## Source document

+-------+

What does the future hold for development finance?
I believe that the founders of CDC would feel proud of their legacy and what has been achieved in the 70 years since they made their first investments to help some of the world’s poorest nations grow.
They would be proud of the work and determination of so many people and the difference it has made on the ground, where it matters. And they would be proud that the UK has played a leadership role in the global development agenda.
But I expect they would also ask whether we have, globally, come far enough over the last seven decades to ensure that prosperity and opportunity is brought to everyone.
They would take comfort from the fact that the lives of most people in the poorer countries have improved since 1948. Fewer people are hungry, more people have jobs, mortality rates have declined, life expectancy has increased, and many more children – especially girls – are receiving, and completing, an education.
They would certainly be proud that CDC, through so many different investments, has made real and tangible differences to people in some of the world’s most deprived areas. And I believe they would feel, as I do, that economic development, led by the private sector, has been responsible for a large part of these changes and has helped to pull two billion people out of poverty in the last 30 years alone.
But they would also point out that there is still so much more to do. The statistics show that we must rise to a growing challenge. Over the last five years, Africa has had the highest population growth of any region in the world. By 2050 a quarter of the world’s population will live on the continent and the majority will be young people. That’s a challenge not only in terms of creating employment, but in meeting education, health and other needs, too.

+-------+

## Provided information
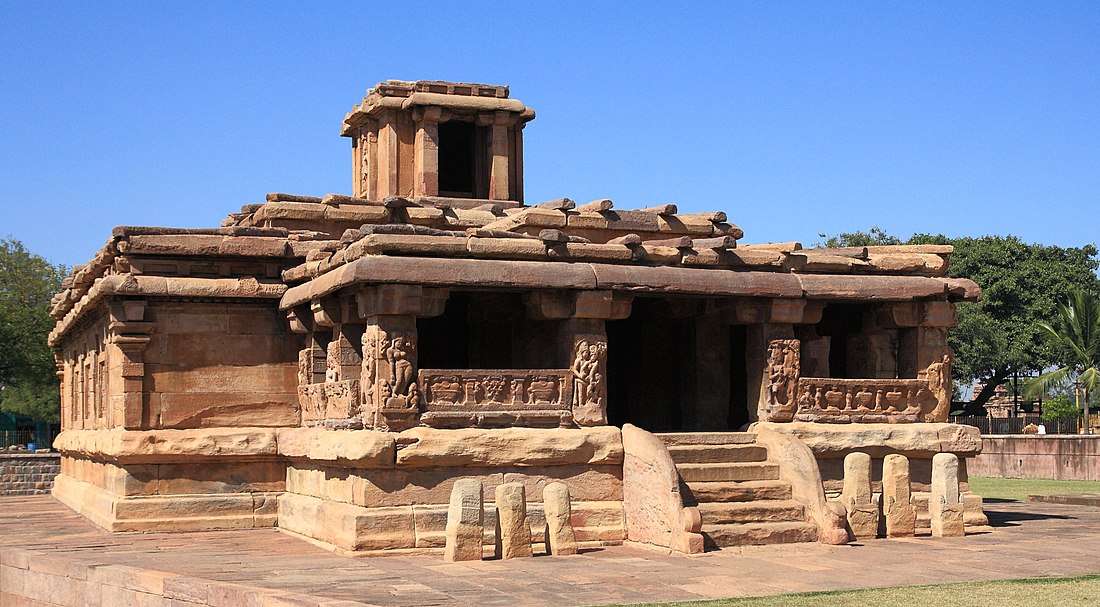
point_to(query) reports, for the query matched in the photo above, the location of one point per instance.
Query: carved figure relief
(454, 398)
(370, 364)
(587, 373)
(845, 400)
(939, 385)
(782, 378)
(400, 367)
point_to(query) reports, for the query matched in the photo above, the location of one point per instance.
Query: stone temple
(336, 365)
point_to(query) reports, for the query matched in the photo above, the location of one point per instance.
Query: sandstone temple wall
(219, 364)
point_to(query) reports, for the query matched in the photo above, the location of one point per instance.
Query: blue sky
(801, 118)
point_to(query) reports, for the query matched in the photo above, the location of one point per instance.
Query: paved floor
(1027, 540)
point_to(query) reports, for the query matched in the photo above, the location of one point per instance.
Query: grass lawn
(1036, 592)
(1018, 489)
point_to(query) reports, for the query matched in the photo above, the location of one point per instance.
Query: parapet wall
(28, 473)
(1059, 457)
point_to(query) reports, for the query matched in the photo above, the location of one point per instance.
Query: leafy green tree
(1022, 284)
(28, 381)
(1076, 327)
(872, 236)
(1059, 409)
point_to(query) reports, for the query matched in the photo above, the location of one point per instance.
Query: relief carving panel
(462, 398)
(862, 400)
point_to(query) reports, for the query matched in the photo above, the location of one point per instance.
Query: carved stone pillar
(922, 350)
(129, 331)
(706, 403)
(814, 352)
(426, 153)
(583, 343)
(385, 177)
(498, 180)
(763, 360)
(391, 394)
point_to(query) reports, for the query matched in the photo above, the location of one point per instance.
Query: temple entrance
(673, 367)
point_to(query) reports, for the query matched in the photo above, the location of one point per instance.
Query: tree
(1022, 284)
(1059, 409)
(872, 236)
(28, 381)
(1076, 327)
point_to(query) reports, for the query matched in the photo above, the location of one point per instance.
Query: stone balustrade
(827, 399)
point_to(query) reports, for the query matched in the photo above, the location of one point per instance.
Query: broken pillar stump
(857, 497)
(559, 537)
(897, 497)
(513, 531)
(464, 521)
(945, 505)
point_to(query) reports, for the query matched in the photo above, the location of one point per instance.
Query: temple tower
(433, 139)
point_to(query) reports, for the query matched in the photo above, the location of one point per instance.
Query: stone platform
(72, 562)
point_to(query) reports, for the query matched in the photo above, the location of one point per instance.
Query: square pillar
(769, 348)
(391, 393)
(388, 387)
(498, 180)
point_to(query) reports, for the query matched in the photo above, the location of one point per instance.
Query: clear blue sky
(953, 118)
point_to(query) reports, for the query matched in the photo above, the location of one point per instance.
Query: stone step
(722, 512)
(755, 533)
(717, 453)
(736, 471)
(738, 490)
(706, 438)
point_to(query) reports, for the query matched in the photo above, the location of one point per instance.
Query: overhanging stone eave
(505, 274)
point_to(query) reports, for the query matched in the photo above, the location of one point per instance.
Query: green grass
(1018, 489)
(1036, 592)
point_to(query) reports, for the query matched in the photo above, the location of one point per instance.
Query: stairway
(737, 490)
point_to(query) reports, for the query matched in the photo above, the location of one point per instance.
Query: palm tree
(1076, 326)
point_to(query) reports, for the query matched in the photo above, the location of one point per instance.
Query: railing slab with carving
(485, 398)
(862, 400)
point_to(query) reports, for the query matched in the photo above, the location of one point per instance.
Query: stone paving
(1029, 539)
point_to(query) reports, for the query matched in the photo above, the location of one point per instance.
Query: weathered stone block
(513, 531)
(560, 538)
(945, 505)
(464, 519)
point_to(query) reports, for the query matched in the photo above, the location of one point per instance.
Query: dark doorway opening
(458, 149)
(487, 330)
(673, 370)
(738, 377)
(839, 321)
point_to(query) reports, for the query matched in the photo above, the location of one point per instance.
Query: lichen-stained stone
(945, 505)
(857, 497)
(559, 532)
(897, 497)
(509, 447)
(464, 518)
(514, 532)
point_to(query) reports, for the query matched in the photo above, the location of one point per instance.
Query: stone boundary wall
(28, 473)
(31, 578)
(1054, 456)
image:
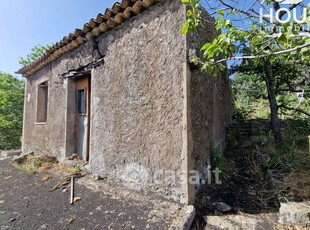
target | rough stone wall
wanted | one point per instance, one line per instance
(50, 138)
(137, 103)
(151, 118)
(211, 102)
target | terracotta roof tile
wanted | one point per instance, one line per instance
(103, 22)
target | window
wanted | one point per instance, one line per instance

+-------+

## Your assignment
Extend the piece on the future of development finance, picking up after its final sentence.

## Task output
This is why CDC is as important and relevant now as it was 70 years ago.
I also believe our founders would be envious of the opportunities we have at our disposal today. Technology and innovation is bringing the world and ideas closer together. A journey to Malawi from London 70 years ago would take six weeks. Today that journey can be completed in just 12 hours. Even more impressively, better connectivity means we can communicate in an instant.
Furthermore, we are located in the world’s largest international financial centre at a time when more and more people are ask ing how their investments can play a bigger role in funding economic growth in the world’s poorest countries. They knowthat the challenge of achieving the Global Goals can only be met through mobilising investment and supporting private sector solutions. We will use our experience to encourage more individuals and institutions to invest in our markets.
With the support of DFID, we can think long term, provide patient capital and take risks that others would be unwilling or unable to do. This allows us for example to support off-grid solar to reach some of the 600 million people in sub-Saharan Africa who still live without access to electricity, to put funding mechanisms in place to bring down the price of medicines, and to provide capital to the only private equity fund in Afghanistan.
Our commitment is to keep the development agenda front and centre in everything we do, and remain focused on harnessing the best talent and the best ideas to deliver results for the world’s poorest people.